Data for review:
§ §
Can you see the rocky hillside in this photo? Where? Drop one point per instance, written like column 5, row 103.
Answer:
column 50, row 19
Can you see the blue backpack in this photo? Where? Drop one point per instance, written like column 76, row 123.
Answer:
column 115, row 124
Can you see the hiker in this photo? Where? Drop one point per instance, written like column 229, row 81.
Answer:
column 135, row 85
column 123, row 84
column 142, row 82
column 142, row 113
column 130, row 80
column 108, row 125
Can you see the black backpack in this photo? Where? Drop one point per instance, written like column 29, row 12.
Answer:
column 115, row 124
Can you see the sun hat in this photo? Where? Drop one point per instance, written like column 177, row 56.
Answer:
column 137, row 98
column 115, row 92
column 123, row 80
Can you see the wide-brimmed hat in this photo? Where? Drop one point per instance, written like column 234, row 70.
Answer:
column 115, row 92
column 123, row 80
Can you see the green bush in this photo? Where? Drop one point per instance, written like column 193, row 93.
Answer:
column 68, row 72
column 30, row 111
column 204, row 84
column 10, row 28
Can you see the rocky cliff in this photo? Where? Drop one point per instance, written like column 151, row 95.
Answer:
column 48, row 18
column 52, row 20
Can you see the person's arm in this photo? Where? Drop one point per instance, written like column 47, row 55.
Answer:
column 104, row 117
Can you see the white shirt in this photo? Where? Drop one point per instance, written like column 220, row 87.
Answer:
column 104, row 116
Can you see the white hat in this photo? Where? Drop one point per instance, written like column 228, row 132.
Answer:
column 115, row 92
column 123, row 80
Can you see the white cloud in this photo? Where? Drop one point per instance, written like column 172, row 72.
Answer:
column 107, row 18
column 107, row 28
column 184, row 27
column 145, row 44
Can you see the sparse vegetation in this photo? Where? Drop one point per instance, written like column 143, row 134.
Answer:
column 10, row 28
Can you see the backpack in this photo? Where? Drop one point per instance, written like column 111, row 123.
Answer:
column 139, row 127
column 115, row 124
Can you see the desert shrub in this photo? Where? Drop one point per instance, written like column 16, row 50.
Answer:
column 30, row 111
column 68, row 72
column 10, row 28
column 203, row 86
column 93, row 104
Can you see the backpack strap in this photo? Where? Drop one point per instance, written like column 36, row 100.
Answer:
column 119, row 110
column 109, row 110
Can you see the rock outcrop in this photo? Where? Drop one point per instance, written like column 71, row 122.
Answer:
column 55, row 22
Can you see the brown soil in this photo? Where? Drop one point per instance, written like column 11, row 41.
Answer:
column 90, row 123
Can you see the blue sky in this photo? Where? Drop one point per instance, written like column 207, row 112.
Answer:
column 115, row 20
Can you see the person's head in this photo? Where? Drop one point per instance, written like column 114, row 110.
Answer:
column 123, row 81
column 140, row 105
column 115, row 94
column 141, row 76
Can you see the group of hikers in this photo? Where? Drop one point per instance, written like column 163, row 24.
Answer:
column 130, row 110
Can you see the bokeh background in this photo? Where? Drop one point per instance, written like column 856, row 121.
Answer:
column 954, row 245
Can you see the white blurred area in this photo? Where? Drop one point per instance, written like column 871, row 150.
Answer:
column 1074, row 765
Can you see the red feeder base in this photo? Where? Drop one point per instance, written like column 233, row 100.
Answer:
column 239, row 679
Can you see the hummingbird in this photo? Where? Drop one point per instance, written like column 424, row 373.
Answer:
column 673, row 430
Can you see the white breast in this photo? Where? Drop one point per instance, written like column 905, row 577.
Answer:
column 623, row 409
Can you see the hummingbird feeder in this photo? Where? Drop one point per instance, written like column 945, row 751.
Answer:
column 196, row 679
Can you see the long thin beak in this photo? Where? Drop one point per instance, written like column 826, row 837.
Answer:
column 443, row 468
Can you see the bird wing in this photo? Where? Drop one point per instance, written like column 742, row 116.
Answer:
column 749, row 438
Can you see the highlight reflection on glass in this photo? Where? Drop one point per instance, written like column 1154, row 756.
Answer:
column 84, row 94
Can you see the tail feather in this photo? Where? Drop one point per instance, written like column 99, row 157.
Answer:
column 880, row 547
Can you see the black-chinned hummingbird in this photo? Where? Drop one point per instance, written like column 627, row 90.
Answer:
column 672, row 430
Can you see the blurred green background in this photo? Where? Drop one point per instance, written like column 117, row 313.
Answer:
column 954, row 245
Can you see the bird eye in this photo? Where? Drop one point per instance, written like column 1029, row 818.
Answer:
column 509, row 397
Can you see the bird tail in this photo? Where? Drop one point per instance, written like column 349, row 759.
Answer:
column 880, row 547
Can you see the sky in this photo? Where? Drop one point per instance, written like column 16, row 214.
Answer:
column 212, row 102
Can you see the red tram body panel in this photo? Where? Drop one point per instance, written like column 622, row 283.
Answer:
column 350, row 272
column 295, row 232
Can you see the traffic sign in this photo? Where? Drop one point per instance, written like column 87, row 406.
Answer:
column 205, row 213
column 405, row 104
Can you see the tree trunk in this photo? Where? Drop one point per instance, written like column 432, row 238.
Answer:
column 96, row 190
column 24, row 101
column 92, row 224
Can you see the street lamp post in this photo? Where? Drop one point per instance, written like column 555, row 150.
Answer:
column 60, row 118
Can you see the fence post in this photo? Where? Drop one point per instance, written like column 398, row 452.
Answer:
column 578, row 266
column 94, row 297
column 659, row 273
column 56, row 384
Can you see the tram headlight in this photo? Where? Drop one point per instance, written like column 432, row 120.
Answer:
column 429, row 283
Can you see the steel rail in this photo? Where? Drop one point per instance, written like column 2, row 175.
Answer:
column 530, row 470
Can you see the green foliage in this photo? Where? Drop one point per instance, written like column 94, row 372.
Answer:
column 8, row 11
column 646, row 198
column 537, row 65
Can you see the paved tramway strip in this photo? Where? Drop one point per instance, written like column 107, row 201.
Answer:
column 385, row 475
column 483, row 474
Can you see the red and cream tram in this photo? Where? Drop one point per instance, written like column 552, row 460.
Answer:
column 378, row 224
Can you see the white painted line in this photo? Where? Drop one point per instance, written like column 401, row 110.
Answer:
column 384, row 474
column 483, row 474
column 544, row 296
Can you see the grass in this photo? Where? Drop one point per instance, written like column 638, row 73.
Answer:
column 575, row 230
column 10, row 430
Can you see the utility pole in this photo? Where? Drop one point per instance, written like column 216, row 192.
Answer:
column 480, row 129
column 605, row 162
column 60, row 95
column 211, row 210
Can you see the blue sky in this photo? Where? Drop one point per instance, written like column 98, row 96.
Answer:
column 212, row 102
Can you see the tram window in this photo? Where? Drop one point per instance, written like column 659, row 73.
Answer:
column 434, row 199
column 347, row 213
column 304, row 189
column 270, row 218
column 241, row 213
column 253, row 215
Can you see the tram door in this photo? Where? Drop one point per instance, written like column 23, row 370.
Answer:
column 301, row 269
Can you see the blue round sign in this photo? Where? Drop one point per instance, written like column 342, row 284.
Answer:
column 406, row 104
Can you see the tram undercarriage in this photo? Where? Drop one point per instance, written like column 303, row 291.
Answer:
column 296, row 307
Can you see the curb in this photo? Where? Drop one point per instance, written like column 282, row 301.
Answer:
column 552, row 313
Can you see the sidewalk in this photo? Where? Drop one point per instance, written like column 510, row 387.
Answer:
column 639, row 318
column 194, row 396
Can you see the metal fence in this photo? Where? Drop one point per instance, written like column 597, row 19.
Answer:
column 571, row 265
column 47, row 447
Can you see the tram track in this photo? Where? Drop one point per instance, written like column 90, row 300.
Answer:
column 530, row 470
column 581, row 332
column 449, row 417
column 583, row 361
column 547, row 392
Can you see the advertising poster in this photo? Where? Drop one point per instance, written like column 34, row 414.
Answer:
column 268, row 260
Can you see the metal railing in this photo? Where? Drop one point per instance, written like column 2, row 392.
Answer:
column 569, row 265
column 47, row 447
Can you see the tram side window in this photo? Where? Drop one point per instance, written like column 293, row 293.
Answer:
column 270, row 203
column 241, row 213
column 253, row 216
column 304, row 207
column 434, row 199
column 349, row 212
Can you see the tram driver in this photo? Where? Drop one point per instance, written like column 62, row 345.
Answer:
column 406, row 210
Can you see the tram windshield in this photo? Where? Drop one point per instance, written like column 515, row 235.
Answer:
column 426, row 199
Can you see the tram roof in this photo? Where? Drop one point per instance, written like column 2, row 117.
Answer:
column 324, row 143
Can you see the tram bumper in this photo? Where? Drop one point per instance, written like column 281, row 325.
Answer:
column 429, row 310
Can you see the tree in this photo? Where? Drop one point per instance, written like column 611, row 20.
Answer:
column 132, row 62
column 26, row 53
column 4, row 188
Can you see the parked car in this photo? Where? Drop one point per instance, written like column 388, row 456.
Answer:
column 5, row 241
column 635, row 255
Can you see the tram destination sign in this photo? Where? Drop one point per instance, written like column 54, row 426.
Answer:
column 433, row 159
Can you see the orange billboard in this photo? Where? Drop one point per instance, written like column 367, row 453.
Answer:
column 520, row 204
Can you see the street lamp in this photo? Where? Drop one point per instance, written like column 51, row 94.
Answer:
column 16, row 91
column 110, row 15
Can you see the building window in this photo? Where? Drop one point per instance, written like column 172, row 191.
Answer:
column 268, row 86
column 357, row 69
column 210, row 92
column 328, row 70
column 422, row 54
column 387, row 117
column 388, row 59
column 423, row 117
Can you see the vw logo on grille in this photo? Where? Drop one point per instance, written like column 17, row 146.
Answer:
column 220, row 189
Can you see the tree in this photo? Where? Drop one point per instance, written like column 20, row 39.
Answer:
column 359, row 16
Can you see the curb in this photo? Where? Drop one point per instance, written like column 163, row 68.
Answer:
§ §
Within the records, on how many lines does the word "backpack" appear? Provide the number alone.

4